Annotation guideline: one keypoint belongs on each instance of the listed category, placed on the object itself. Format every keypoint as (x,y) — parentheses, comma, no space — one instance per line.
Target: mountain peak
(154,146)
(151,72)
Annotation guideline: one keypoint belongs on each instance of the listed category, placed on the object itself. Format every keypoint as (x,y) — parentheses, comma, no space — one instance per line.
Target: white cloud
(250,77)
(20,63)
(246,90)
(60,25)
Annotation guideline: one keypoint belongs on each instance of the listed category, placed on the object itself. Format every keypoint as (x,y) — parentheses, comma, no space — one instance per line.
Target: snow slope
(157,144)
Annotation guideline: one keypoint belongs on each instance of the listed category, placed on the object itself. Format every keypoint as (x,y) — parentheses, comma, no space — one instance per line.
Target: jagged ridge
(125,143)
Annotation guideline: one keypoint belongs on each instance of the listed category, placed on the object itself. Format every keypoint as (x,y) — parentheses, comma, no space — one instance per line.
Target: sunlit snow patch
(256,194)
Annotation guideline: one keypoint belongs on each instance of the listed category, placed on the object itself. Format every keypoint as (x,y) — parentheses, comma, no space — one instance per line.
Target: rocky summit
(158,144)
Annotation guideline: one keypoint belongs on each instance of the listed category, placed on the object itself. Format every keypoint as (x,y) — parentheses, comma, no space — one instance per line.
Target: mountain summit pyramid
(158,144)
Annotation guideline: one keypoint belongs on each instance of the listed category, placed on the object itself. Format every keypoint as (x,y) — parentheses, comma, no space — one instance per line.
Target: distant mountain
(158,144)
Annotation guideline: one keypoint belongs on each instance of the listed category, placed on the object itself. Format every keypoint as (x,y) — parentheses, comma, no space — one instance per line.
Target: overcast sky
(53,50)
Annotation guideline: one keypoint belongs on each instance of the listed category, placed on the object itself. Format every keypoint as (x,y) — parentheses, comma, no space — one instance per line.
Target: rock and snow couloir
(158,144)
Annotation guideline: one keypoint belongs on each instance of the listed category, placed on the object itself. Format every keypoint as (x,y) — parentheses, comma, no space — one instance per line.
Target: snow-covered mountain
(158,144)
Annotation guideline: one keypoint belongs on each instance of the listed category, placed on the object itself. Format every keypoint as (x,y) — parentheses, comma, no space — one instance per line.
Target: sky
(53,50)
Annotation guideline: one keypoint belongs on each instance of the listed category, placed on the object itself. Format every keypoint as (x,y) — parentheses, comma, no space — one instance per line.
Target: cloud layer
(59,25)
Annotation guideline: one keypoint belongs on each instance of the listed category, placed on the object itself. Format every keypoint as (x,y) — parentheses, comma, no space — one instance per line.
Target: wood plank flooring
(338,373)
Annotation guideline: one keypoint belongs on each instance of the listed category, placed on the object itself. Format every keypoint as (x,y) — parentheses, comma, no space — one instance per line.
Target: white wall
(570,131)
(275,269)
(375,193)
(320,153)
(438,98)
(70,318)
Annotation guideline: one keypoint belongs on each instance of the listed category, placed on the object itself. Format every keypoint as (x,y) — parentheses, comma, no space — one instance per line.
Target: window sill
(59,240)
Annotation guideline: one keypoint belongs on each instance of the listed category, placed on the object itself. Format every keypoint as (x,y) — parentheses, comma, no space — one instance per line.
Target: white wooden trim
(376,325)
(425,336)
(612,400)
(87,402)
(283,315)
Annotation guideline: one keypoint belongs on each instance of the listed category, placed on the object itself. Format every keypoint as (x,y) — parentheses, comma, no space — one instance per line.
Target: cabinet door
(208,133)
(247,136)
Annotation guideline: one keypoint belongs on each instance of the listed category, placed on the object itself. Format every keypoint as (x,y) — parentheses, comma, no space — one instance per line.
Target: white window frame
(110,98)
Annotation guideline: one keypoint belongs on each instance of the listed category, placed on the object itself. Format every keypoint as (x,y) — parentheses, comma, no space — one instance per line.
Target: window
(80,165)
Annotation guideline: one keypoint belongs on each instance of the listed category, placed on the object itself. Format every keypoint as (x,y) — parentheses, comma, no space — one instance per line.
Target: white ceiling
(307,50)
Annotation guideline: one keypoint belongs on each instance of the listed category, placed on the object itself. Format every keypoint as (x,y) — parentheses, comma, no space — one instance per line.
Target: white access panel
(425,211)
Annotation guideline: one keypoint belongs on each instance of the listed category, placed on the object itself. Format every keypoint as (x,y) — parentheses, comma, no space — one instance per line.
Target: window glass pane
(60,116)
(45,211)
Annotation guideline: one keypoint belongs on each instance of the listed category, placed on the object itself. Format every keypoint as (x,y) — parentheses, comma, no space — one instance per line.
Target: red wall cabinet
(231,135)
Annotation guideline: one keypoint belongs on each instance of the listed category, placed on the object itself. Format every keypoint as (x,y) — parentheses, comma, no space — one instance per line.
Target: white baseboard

━━━━

[TASK TO CARRY OUT]
From the material above, keep only the lines that contain the string "mountain" and copy them out. Case counts.

[ANSWER FOR THIS EXERCISE]
Target: mountain peak
Target: mountain summit pyramid
Target: distant mountain
Target: snow-covered mountain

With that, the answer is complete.